TASK PROMPT:
Print the rows word for word, from the very start through the line that contains "x=24, y=490", with both ends included.

EXTRACTED ENTRIES:
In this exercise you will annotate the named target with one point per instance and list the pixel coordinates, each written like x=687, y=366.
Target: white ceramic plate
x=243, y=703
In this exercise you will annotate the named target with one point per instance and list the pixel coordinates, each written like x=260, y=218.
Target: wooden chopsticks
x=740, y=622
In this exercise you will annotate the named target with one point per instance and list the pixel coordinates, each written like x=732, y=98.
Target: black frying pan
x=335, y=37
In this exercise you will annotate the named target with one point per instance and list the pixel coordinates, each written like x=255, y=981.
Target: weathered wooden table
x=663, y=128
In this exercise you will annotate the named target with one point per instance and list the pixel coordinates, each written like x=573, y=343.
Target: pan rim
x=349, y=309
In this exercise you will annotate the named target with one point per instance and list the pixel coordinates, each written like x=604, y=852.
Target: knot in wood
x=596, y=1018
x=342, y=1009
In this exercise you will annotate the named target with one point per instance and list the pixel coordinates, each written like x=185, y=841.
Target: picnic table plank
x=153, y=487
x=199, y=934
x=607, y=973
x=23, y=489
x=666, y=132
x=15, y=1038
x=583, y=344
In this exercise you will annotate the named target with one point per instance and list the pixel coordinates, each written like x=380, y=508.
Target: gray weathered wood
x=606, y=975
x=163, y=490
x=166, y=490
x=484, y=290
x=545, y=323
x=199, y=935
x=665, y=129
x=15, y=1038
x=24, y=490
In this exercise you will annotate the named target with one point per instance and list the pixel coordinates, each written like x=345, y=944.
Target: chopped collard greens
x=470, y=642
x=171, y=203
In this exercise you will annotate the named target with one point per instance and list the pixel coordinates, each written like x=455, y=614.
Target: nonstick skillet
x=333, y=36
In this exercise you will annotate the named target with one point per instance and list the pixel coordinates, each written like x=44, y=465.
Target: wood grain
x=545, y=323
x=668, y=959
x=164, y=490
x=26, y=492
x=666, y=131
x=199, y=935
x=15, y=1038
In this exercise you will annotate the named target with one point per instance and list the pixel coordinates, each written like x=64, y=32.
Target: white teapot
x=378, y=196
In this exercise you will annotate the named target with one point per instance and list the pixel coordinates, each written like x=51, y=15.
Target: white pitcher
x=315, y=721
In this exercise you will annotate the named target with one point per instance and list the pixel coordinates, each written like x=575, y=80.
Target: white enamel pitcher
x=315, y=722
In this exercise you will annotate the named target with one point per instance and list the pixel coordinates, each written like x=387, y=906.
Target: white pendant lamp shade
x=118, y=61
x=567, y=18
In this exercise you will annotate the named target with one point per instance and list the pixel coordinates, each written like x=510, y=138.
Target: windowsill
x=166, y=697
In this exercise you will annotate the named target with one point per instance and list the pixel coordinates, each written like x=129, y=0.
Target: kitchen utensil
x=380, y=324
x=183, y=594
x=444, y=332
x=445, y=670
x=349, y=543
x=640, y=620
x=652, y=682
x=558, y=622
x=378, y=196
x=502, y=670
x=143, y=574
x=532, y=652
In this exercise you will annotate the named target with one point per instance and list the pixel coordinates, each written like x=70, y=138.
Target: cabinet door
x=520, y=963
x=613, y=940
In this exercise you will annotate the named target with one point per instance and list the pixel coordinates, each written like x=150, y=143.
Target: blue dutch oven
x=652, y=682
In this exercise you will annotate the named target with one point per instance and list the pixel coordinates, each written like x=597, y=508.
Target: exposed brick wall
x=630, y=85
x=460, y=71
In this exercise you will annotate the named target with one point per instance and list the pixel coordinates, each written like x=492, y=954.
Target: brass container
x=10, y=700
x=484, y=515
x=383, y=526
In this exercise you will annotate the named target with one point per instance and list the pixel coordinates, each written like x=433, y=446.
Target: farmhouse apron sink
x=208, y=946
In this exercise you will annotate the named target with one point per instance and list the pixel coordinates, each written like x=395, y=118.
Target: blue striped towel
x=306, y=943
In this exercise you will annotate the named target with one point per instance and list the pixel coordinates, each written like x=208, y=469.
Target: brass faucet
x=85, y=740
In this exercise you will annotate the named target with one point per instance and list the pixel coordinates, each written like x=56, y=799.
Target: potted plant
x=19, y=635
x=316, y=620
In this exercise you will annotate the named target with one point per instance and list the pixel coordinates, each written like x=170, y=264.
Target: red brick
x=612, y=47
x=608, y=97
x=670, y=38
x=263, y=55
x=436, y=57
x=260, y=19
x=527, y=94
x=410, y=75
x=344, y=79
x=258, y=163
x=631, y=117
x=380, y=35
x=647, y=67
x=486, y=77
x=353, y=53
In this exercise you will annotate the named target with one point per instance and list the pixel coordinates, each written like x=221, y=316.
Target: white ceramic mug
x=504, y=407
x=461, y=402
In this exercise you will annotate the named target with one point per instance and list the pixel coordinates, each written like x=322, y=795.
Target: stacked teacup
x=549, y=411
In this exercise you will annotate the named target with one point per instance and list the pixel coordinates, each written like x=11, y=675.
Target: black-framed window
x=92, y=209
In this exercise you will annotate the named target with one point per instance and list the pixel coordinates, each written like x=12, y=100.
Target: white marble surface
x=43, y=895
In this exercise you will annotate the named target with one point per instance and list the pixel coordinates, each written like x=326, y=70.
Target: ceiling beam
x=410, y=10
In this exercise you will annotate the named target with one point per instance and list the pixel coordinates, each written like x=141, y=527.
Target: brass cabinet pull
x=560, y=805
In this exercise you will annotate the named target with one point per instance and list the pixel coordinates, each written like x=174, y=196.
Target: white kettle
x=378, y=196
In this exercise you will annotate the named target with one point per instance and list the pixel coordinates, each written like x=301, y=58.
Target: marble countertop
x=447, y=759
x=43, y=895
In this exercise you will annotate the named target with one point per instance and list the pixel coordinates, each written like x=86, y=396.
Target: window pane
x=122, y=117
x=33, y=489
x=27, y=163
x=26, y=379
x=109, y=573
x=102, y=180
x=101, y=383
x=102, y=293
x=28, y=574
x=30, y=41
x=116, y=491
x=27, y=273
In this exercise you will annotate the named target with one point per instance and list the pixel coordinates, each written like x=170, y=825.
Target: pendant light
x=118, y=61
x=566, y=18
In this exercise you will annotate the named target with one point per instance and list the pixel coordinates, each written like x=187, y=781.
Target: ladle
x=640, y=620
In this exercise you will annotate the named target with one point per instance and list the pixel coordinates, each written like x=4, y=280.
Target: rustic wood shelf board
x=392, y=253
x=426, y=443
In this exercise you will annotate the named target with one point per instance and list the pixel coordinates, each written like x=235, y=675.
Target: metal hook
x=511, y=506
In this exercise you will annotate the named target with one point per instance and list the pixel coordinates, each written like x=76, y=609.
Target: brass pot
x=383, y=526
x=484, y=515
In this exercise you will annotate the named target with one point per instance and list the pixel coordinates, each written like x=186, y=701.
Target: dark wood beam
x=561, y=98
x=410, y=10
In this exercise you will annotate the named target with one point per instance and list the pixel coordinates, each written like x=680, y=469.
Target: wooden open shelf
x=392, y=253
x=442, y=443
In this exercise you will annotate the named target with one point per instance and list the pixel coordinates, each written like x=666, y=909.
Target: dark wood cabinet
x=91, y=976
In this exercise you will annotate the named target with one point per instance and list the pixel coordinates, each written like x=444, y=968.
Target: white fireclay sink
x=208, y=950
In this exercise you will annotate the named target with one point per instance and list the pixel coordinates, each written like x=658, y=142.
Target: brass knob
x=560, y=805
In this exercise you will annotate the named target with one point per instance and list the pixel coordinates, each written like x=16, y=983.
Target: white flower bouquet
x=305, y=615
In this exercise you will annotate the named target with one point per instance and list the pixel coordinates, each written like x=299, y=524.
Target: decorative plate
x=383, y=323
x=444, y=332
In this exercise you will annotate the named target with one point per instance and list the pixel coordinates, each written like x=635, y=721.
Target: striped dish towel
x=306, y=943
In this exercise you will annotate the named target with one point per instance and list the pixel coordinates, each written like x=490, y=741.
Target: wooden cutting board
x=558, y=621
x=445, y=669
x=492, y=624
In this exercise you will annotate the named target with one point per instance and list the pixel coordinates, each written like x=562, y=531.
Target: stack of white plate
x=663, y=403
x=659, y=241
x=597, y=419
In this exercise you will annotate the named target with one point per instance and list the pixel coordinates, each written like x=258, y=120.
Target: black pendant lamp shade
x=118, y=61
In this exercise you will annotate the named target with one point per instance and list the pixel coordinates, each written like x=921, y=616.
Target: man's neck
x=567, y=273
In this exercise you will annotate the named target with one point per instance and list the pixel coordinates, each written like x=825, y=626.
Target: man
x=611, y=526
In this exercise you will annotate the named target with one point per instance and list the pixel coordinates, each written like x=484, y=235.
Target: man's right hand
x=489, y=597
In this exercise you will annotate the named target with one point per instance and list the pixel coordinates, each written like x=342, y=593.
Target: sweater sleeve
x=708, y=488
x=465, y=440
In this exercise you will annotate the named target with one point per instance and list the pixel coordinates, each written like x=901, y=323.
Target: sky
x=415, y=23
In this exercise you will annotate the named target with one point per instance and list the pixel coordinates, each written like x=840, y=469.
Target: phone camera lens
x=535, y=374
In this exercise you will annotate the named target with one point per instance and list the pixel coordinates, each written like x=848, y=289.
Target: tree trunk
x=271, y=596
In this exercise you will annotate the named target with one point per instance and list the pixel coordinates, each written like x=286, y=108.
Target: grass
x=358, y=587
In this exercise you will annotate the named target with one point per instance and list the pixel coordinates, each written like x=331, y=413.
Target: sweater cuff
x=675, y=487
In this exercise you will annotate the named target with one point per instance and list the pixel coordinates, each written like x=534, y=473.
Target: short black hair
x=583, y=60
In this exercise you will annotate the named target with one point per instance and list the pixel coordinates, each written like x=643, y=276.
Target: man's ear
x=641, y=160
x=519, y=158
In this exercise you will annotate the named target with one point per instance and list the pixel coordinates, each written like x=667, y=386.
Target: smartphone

RESPONSE TO THE TASK:
In this exercise you will annotate the named target with one point per instance and list the pixel coordinates, each written like x=687, y=366.
Target: white ceramic plate
x=243, y=703
In this exercise you will annotate the named target with one point per instance and list the pixel coordinates, each written like x=260, y=218.
Target: wooden chopsticks
x=740, y=622
In this exercise you will annotate the named target with one point per instance and list the pixel coordinates, each written like x=732, y=98.
Target: black frying pan
x=335, y=37
In this exercise you will annotate the named target with one point per instance and list the pixel coordinates, each written like x=255, y=981.
Target: weathered wooden table
x=663, y=128
In this exercise you will annotate the named target with one point per instance and list the pixel coordinates, each written like x=573, y=343.
Target: pan rim
x=349, y=309
In this exercise you will annotate the named target with one point per instance and list the pixel coordinates, each written like x=604, y=852.
Target: knot in wood
x=596, y=1018
x=342, y=1009
In this exercise you will annotate the named target with one point per instance and list the pixel coordinates, each written like x=185, y=841.
Target: picnic table plank
x=153, y=487
x=199, y=934
x=607, y=973
x=23, y=489
x=666, y=132
x=15, y=1038
x=583, y=344
In this exercise you will annotate the named target with one point per instance and list the pixel coordinates, each written like x=380, y=508.
Target: gray weathered wood
x=606, y=975
x=163, y=490
x=166, y=490
x=484, y=290
x=545, y=323
x=199, y=935
x=665, y=129
x=15, y=1038
x=24, y=490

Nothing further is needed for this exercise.